▸ **TO-DO LIST**:
a – In the white dwarf article, what does the passage from "They are around" to "from neighbouring stars." say? Retype it word for word.
b – According to the white dwarf article, how long did the observed white dwarf take to lose brightness?
c – Carry on the white dwarf article past its final sentence.

▸ **QUOTED TEXT**:
------------------------------------------------
A planet-hunting satellite has allowed astronomers to see a white dwarf abruptly switching on and off for the first time.

White dwarfs are what most stars become after they have burned off the hydrogen that fuels them.

They are around the size of the Earth, but have a mass closer to that of the Sun.

The white dwarf observed by researchers is known to be accreting, or feeding, from an orbiting companion star.

It was seen to lose brightness in 30 minutes, a process only previously seen to occur in accreting white dwarfs over a period of several days to months.

Because the brightness of an accreting white dwarf is affected by the amount of surrounding material it feeds on, the researchers suggest something is interfering with its food supply.

The Durham University researchers hope the discovery will help them learn more about the physics behind accretion – where objects like black holes, white dwarfs and neutron stars feed on surrounding material from neighbouring stars.

Watch: Astronomers suggest earth is traveling through a gigantic, magnetic tunnel

Using Nasa’s Transiting Exoplanet Survey Satellite (Tess) to observe the phenomenon in the white dwarf binary system, TW Pictoris, which is found about 1,400 light years from Earth.

TW Pictoris consists of a white dwarf that feeds from a surrounding accretion disc fuelled by hydrogen and helium from its smaller companion star.

As the white dwarf eats – or accretes – it becomes brighter.

The satellite enabled the team to see abrupt falls and rises in brightness never before seen in an accreting white dwarf on such short timescales.

Researchers believe what they are witnessing could be reconfigurations of the white dwarf’s surface magnetic field.
------------------------------------------------
▸ **GIVEN MATERIAL**:
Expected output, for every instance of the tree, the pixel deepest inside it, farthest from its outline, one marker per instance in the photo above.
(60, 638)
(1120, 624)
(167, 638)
------------------------------------------------
▸ **RESPONSES**:
a –
They are around the size of the Earth, but have a mass closer to that of the Sun.

The white dwarf observed by researchers is known to be accreting, or feeding, from an orbiting companion star.

It was seen to lose brightness in 30 minutes, a process only previously seen to occur in accreting white dwarfs over a period of several days to months.

Because the brightness of an accreting white dwarf is affected by the amount of surrounding material it feeds on, the researchers suggest something is interfering with its food supply.

The Durham University researchers hope the discovery will help them learn more about the physics behind accretion – where objects like black holes, white dwarfs and neutron stars feed on surrounding material from neighbouring stars.

b – It lost brightness in 30 minutes.

c –
During the “on” mode, when the brightness is high, the white dwarf feeds off the accretion disc as it normally would.

Suddenly and abruptly the system turns “off” and its brightness plummets, the astronomers observed.

Nasa’s Transiting Exoplanet Survey Satellite (Tess) is moved inside the Payload Hazardous Servicing Facility at the agency’s Kennedy Space Centre in Florida (Nasa/Frankie Martin)
Nasa’s Transiting Exoplanet Survey Satellite (Tess) is moved inside the Payload Hazardous Servicing Facility at the agency’s Kennedy Space Centre in Florida (Nasa/Frankie Martin)

Researchers say that when this happens the magnetic field is spinning so fast that a barrier stops the fuel from the accretion disc constantly falling on to the white dwarf.

During this phase the amount of fuel the white dwarf is able to feed on is being regulated through a process called magnetic gating.

Lead author Dr Simone Scaringi, in the Centre for Extragalactic Astronomy at Durham University, said: “The brightness variations seen in accreting white dwarfs are generally relatively slow, occurring on timescales of days to months.

“To see the brightness of TW Pictoris plummet in 30 minutes is, in itself, extraordinary as it has never been seen in other accreting white dwarfs and is totally unexpected from our understanding of how these systems are supposed to feed through the accretion disc.

“It appears to be switching on and off.

“This really is a previously unrecognised phenomenon and because we can draw comparisons with similar behaviour in the much smaller neutron stars it could be an important step in helping us to better understand the process of how other accreting objects feed on the material that surrounds them and the important role of magnetic fields in this process.”

The research, published in Nature Astronomy, was funded in the UK by Durham University.

The research team also included the Italian National Institute for Astrophysics, the South African Astronomical Observatory, the University of Cape Town and the University of the Free State, both also South Africa, Radboud University, The Netherlands, the University of Southampton, UK, and the University of Notre Dame, USA.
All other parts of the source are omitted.